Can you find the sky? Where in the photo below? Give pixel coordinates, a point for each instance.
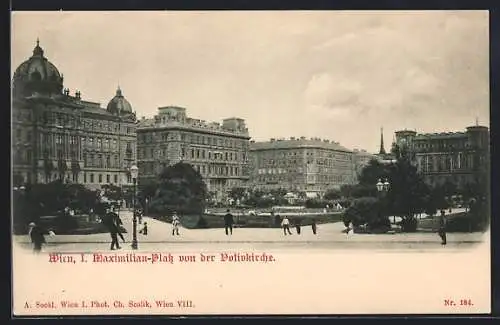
(338, 75)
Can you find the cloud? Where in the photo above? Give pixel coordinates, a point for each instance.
(339, 75)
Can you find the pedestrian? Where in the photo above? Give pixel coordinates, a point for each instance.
(111, 221)
(442, 227)
(297, 225)
(119, 224)
(175, 225)
(350, 229)
(285, 223)
(228, 222)
(144, 229)
(37, 236)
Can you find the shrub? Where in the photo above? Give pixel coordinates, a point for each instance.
(366, 211)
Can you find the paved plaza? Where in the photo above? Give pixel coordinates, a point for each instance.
(329, 236)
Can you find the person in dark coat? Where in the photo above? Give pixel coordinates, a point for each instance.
(144, 229)
(313, 226)
(228, 222)
(37, 236)
(111, 220)
(119, 224)
(297, 225)
(442, 227)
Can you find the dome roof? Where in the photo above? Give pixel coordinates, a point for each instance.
(119, 105)
(37, 74)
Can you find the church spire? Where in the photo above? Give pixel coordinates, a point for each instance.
(382, 149)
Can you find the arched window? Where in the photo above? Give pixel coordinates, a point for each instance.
(36, 76)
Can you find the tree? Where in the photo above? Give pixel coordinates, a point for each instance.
(332, 194)
(367, 211)
(407, 190)
(237, 193)
(372, 172)
(180, 189)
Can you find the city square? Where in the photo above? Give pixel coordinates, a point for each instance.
(191, 162)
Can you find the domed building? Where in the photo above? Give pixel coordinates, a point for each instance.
(58, 135)
(37, 75)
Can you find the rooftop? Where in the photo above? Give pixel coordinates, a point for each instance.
(301, 142)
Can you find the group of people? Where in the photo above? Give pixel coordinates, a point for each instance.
(115, 226)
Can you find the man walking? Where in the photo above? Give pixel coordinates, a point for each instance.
(228, 222)
(442, 228)
(36, 234)
(313, 226)
(285, 223)
(111, 221)
(297, 225)
(175, 225)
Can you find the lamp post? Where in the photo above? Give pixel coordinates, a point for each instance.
(383, 188)
(134, 171)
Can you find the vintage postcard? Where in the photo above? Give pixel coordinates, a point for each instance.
(250, 162)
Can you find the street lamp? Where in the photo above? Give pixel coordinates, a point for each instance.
(382, 188)
(134, 171)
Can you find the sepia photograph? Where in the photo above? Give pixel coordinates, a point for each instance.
(250, 162)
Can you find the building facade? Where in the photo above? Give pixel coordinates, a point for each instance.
(301, 165)
(457, 157)
(56, 135)
(219, 152)
(361, 158)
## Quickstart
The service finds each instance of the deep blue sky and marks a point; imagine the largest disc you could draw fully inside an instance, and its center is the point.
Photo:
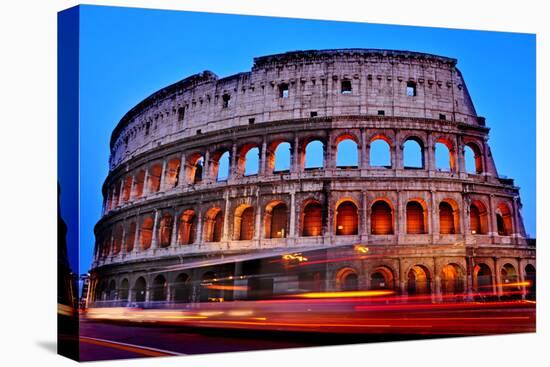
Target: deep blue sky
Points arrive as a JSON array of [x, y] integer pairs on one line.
[[127, 54]]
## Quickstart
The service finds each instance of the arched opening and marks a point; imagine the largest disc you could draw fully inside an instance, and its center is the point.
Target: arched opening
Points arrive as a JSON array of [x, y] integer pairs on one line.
[[172, 173], [452, 281], [124, 290], [116, 195], [249, 160], [187, 227], [140, 182], [165, 230], [127, 189], [146, 233], [140, 288], [413, 156], [279, 160], [531, 277], [183, 289], [159, 289], [381, 218], [195, 169], [106, 244], [208, 293], [509, 275], [130, 237], [101, 292], [418, 280], [483, 278], [155, 172], [415, 218], [213, 225], [220, 166], [380, 152], [382, 278], [347, 280], [478, 218], [504, 220], [276, 220], [444, 157], [347, 155], [447, 218], [473, 158], [346, 219], [244, 223], [314, 155], [252, 162], [117, 239], [111, 291], [312, 219]]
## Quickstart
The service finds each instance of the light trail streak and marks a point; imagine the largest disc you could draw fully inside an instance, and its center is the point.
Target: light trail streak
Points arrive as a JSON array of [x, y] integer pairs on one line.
[[139, 349]]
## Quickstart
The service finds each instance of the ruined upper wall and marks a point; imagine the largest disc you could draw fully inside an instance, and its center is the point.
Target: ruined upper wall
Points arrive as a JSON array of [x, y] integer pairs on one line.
[[378, 80]]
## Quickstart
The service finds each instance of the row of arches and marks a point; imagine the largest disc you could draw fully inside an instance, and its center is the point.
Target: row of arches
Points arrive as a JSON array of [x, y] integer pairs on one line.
[[452, 280], [181, 288], [418, 279], [166, 228], [284, 156]]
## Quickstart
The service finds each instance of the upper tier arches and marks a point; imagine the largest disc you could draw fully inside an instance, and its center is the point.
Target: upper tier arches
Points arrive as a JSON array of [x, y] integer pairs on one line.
[[316, 84]]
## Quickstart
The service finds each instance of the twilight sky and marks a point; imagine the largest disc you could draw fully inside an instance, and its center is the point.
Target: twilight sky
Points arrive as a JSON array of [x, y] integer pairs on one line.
[[127, 54]]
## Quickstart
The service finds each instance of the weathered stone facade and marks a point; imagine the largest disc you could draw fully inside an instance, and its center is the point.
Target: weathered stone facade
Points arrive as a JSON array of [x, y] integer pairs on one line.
[[166, 204]]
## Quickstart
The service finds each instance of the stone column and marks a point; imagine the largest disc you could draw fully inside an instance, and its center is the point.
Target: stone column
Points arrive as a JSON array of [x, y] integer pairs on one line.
[[162, 185], [123, 241], [521, 278], [120, 193], [257, 226], [137, 237], [492, 220], [263, 157], [429, 154], [363, 229], [226, 236], [433, 216], [458, 155], [181, 176], [292, 225], [469, 276], [233, 163], [206, 174], [516, 232], [330, 161], [199, 227], [403, 278], [146, 182], [484, 152], [154, 234], [295, 156], [437, 283], [365, 150], [465, 225], [174, 234], [401, 217], [398, 157]]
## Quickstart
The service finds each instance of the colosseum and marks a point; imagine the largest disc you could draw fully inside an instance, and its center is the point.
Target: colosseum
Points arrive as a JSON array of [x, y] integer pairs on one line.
[[304, 157]]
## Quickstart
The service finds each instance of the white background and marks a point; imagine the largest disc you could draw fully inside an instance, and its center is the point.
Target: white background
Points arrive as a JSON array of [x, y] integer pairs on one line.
[[28, 182]]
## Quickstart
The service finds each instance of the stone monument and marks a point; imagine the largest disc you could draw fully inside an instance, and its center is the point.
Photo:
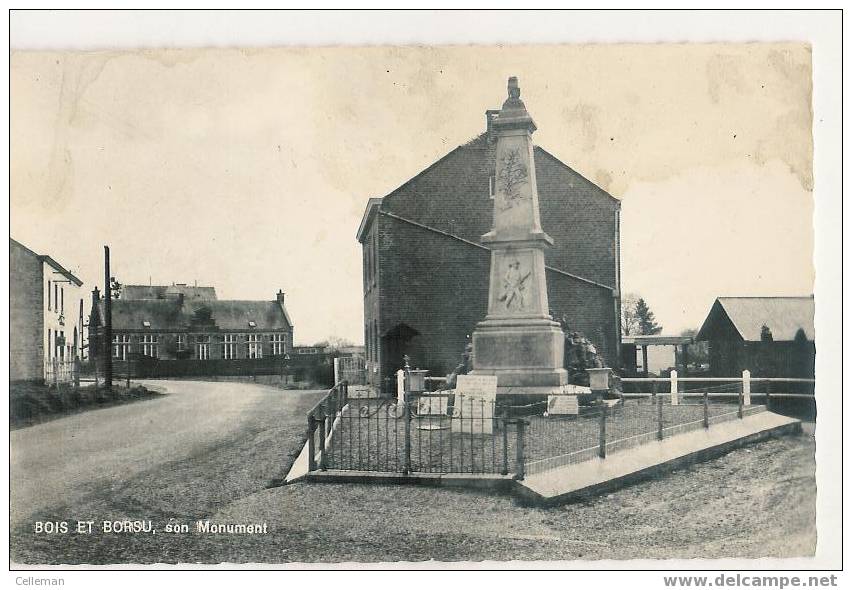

--

> **WHAT THIS TASK INVOLVES**
Reproduce all of the data exactly; the pictures do not belong in the copy.

> **FINISHED EXERCISE**
Can you find the sky? Where in the photo below? Give pixel coordinates, a point for each instance.
(338, 75)
Can you find the cloud? Where in the photo above? Give pixel coordinates, a point for each instance.
(339, 75)
Can you find the pedestrian? Where in the photo above? Give pixel coordinates, a point for each instance.
(111, 221)
(442, 227)
(297, 225)
(119, 224)
(175, 225)
(350, 229)
(285, 223)
(228, 222)
(144, 229)
(37, 236)
Can you find the shrub? Where in the photo above? Give pixel coordinates, a point for each instance.
(366, 211)
Can you find the paved plaza? Where in the photo above? Give pixel coordinates, a point for each instance.
(329, 236)
Can you find the person in dark coat? Where in the photo above? Give pixel coordinates, a point for each instance.
(144, 229)
(313, 226)
(228, 222)
(37, 236)
(111, 220)
(119, 224)
(297, 225)
(442, 227)
Can you find the dome roof? Where in the photo above? Give pixel coordinates, a point for each instance.
(119, 105)
(37, 74)
Can you find the church spire? Where in the photo above? Give pixel coordinates, a point for each instance.
(382, 149)
Can you find the arched window? Where in the photo above? Give pixel coordinates, a point for each instance.
(36, 76)
Can you find the tree? Where in the photo above? Give pixel coordinates, a point for each instance.
(332, 194)
(367, 211)
(407, 190)
(237, 193)
(372, 172)
(180, 189)
Can you find the city square? Where in the photo above? Give pixel coordinates, a point for each instance.
(191, 162)
Can you find the domed building? Where in the photo above? Give pixel coordinates, a point for each instance.
(58, 135)
(37, 75)
Can you find the rooftop? Where in the photo above? Give pixel coordinates, a point for each instance.
(301, 142)
Can you find the group of people? Where in the photo above? Give pixel coordinates, a point for each instance.
(115, 226)
Can you find the man walking? Where in the photo above? Give pixel coordinates, a point for each instance.
(228, 222)
(442, 228)
(36, 234)
(313, 226)
(285, 223)
(111, 221)
(297, 225)
(175, 225)
Can you find the lamp post? Where in the photo above? Give pixel coordinates, a point for each instance.
(383, 188)
(134, 171)
Can you find the vintage postcard? Where in the photo above? Give pixel coordinates, a point for each instance.
(250, 162)
Can you find the street lamp? Where in the photo above? Give pixel coordinates, a point for each instance.
(382, 188)
(134, 171)
Can you find the sepia photograph? Where in the photo above? Give pixel coordinates, a point for each instance.
(250, 162)
Can you find the building facade? Where in the photo above? Give pixel coordinates, a point for each instance.
(301, 165)
(457, 157)
(56, 135)
(219, 152)
(361, 158)
## Quickstart
The service finds each instance of the deep blue sky and marks a point; imagine the largest disc you could draw fully inside an instance, and its center is the point.
Photo:
Target: deep blue sky
Points arrive as a JSON array of [x, y] integer pairs on one line.
[[127, 54]]
## Quickstart
The service finds each instance of the arched opening and marks a point; imagine the largest disc you could draw fully inside an instance, and its center is the point.
Target: arched opening
Points arrive as a JSON array of [x, y] integer pairs on one line.
[[172, 173], [452, 281], [124, 290], [116, 195], [249, 160], [187, 227], [140, 182], [165, 230], [127, 189], [146, 233], [140, 288], [413, 156], [279, 160], [531, 277], [183, 289], [159, 289], [381, 218], [195, 169], [106, 244], [208, 293], [509, 275], [130, 237], [101, 292], [418, 280], [483, 278], [155, 172], [415, 218], [213, 225], [220, 166], [380, 152], [382, 278], [347, 280], [478, 218], [504, 220], [276, 220], [444, 157], [347, 155], [447, 218], [473, 158], [346, 219], [244, 223], [314, 155], [252, 162], [117, 239], [111, 291], [312, 219]]
## Quickstart
The service finds each instance of the light trail streak and marks a point; imagine the largest disc you could draw fully inside an instance, and its center is the point.
Target: light trail streak
Points arrive as a JSON array of [x, y] integer pairs on one line.
[[139, 349]]
## Quickstart
The service finds each instance of the ruined upper wall and marks a point; imagine the largest disc you could draw fully inside an instance, and its center is the point.
Target: ruined upper wall
Points arrive as a JSON array of [x, y] integer pairs on one line.
[[378, 80]]
## Quickstart
The service finds each instance of the row of arches and marks a point; imagine the largest disc you could draw fully inside an instance, and its center is the point.
Target: row of arches
Points arrive as a JSON array of [x, y] integer pairs on one line.
[[452, 280], [181, 288], [418, 279], [166, 228], [284, 156]]
## Quickstart
The service finds each instance of the upper tier arches and marks a point; imagine the largest disc you could draw fully inside an instance, and its center is the point.
Target: upper tier arches
Points arrive as a JSON array of [x, y] integer pairs on one line.
[[316, 84]]
## Quickstart
The service finds each instance of the twilight sky and marks a point; imagine the largest disc you could draw fully inside an instance, and its center is the point.
Target: twilight sky
Points arrive as a JSON array of [x, y] integer pairs on one line.
[[127, 54]]
## Quickstart
The service finds each instance of the weathered stone facade and marks a point; imagine the largest disc you could draw fully inside an instance, and its center is the point.
Target: weathered stone facade
Points arrive as a JSON array of [x, y] integer pairs on one line.
[[166, 204]]
## Quickstart
The service finds each instance of the stone column and marks a point; imagine the largest disc you could draw fully inside an instance, and its center is the point.
Target: stone column
Points arrive as a JSON array of [x, y] integer pairs on one line.
[[162, 185], [123, 241], [521, 278], [120, 193], [257, 226], [137, 237], [492, 220], [263, 157], [429, 154], [363, 229], [226, 236], [433, 216], [458, 155], [181, 176], [292, 225], [469, 276], [233, 163], [206, 174], [516, 232], [330, 161], [199, 227], [403, 278], [146, 182], [484, 152], [154, 234], [295, 156], [437, 283], [365, 150], [465, 225], [174, 234], [401, 217], [398, 157]]
## Quickstart
The service finds each instance of the colosseum and marks a point; imagine the largest disc you could draw fully inside an instance, and its center is the point.
Target: colosseum
Points arrive as a JSON array of [x, y] integer pairs on one line.
[[304, 157]]
## Quickstart
The service finds each instance of the white background and marks a point; imagine the largest disc you could draw fully inside an instance, and its center is the point.
Target: white background
Points arrive as a JSON array of [x, y] integer pairs on one line.
[[28, 182]]
## Quickstart
The service finds each instance of the stone monument and marks a point; imagine the largest disc you could draw fully inside an instance, and its center is the point.
Photo:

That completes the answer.